Le sondage ne nous dit malheureusement pas ce qui les rend heureux. On apprend seulement que le pourcentage des « gens heureux » a progressé de 1% par rapport à 2016. Faut-il voir dans ce frémissement un certain optimisme dû à la reprise économique du pays?

« Il faut se méfier des sondages. On peut leur faire dire n’importe quoi ! » Cette formule très prisée par les politiques peut se vérifier à la lumière des enquêtes d’opinion menées par les différents instituts de sondage. Selon une étude de l’IFOP réalisée du 20 au 22 décembre derniers et publiée dans Ouest-France du 31 décembre 2017, les Français sont à 70% heureux de vivre en France « mais 59% sont pessimistes pour leur avenir et celui de leurs enfants ».

Que penser de ce sondage ? Si l’on creuse un peu la question et que l’on demande aux sondés ce qui leur semble positif en France, les réponses sont déconcertantes, voire affligeantes. En premier vient l’absence de guerre (27%), puis la Sécurité sociale et les aides sociales (17%), le tourisme (16%), la liberté d’expression (15%), la culture, le domaine artistique et le patrimoine (13%). Bref rien de folichon dans ces réponses. Les Français seraient-ils blasés de leur pays qui attire cependant chaque année de plus en plus de visiteurs du monde entier ?

Un bonheur très relatif

L’étude de BVA situe la France à la 41e place sur 66 pays. Selon ce sondage les pays où l’on se considère le plus heureux sont dans l’ordre : les Iles Fidji (94%), la Colombie (89%), les Philippines (86%), le Mexique (84%), le Vietnam (78%). Aucun pays européen ne figure dans le Top 10.

A l’inverse, un rapport du World Happiness Report rendu public le 20 mars 2017, a consacré la Norvège comme le « pays le plus heureux du monde ». Elle est suivie dans l’ordre du Danemark, de l’Islande, de la Suisse, de la Finlande, des Pays-Bas, du Canada, de la Nouvelle-Zélande. Des pays occidentaux, européens essentiellement. Pas un seul pays « exotique » dans ce classement où la France se situe au 31e rang sur un total de 158 pays. Que conclure de ces sondages apparemment contradictoires ? D’abord que l’on peut être heureux, voire très heureux en Norvège, prés du cercle polaire arctique, comme aux Iles Fidji, sous les Tropiques. Que, par conséquent le bonheur n’est pas nécessairement lié au climat. Encore que l’on puisse se poser la question compte tenu des températures diamétralement opposées entre le nord de l’Europe et les pays tropicaux ! L’explication par le climat fournissant la raison pour laquelle la France, pays au climat tempéré reste à la traîne dans les deux sondages.

# DONNÉES À ANALYSER:

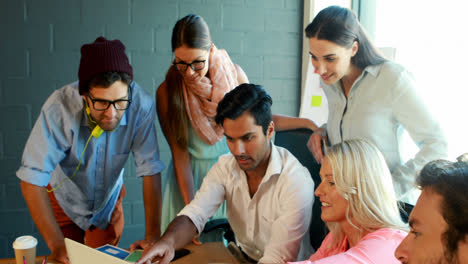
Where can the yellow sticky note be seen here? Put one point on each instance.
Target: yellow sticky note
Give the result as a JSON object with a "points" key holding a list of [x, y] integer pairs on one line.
{"points": [[316, 100]]}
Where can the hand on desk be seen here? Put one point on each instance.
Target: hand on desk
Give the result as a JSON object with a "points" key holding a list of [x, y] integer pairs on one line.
{"points": [[162, 251], [143, 244]]}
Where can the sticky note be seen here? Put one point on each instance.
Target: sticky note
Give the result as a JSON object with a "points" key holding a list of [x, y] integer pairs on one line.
{"points": [[316, 100]]}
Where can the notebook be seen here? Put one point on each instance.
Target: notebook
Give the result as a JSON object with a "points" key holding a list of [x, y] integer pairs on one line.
{"points": [[81, 254]]}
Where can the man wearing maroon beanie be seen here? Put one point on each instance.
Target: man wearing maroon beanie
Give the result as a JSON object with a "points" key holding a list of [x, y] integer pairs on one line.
{"points": [[72, 166]]}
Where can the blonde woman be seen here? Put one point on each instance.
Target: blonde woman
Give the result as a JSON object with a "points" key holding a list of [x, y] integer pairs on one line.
{"points": [[358, 206]]}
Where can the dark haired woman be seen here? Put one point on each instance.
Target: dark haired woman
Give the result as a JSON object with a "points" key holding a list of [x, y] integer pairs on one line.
{"points": [[370, 97], [186, 103]]}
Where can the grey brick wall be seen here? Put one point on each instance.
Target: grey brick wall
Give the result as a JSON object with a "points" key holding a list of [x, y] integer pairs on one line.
{"points": [[39, 50]]}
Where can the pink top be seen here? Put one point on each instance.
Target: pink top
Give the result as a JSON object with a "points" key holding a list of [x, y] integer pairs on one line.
{"points": [[377, 247]]}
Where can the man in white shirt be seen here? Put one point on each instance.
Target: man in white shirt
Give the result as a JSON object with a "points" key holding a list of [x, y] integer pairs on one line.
{"points": [[438, 222], [268, 193]]}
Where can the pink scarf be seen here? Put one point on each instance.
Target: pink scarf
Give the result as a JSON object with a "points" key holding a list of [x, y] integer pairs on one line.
{"points": [[202, 98]]}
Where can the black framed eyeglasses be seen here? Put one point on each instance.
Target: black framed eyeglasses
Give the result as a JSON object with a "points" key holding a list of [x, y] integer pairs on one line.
{"points": [[119, 104], [196, 65]]}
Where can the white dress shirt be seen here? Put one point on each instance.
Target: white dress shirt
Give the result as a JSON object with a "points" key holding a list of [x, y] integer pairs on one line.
{"points": [[269, 227], [382, 102]]}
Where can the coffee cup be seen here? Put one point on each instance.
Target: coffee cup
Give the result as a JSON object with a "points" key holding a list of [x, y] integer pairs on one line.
{"points": [[25, 248]]}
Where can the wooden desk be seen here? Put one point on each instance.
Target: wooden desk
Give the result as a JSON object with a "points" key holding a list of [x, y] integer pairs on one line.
{"points": [[213, 252]]}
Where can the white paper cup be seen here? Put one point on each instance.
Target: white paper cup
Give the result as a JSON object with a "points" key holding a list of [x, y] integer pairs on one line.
{"points": [[25, 246]]}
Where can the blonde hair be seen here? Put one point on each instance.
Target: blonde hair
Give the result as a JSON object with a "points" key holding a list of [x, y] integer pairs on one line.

# CONSIGNES:
1) D'après le texte sur les sondages du bonheur, à quel rang l'étude de BVA classe-t-elle la France ?
2) Recopiez fidèlement le passage du texte sur les sondages du bonheur qui va de « Que penser de » jusqu'à « dans le Top 10. ».
Les lignes n'ont aucun rapport avec le texte sur les sondages du bonheur.

# RÉPONSES:
1) L'étude de BVA situe la France à la 41e place sur 66 pays.

2)
Que penser de ce sondage ? Si l’on creuse un peu la question et que l’on demande aux sondés ce qui leur semble positif en France, les réponses sont déconcertantes, voire affligeantes. En premier vient l’absence de guerre (27%), puis la Sécurité sociale et les aides sociales (17%), le tourisme (16%), la liberté d’expression (15%), la culture, le domaine artistique et le patrimoine (13%). Bref rien de folichon dans ces réponses. Les Français seraient-ils blasés de leur pays qui attire cependant chaque année de plus en plus de visiteurs du monde entier ?

Un bonheur très relatif

L’étude de BVA situe la France à la 41e place sur 66 pays. Selon ce sondage les pays où l’on se considère le plus heureux sont dans l’ordre : les Iles Fidji (94%), la Colombie (89%), les Philippines (86%), le Mexique (84%), le Vietnam (78%). Aucun pays européen ne figure dans le Top 10.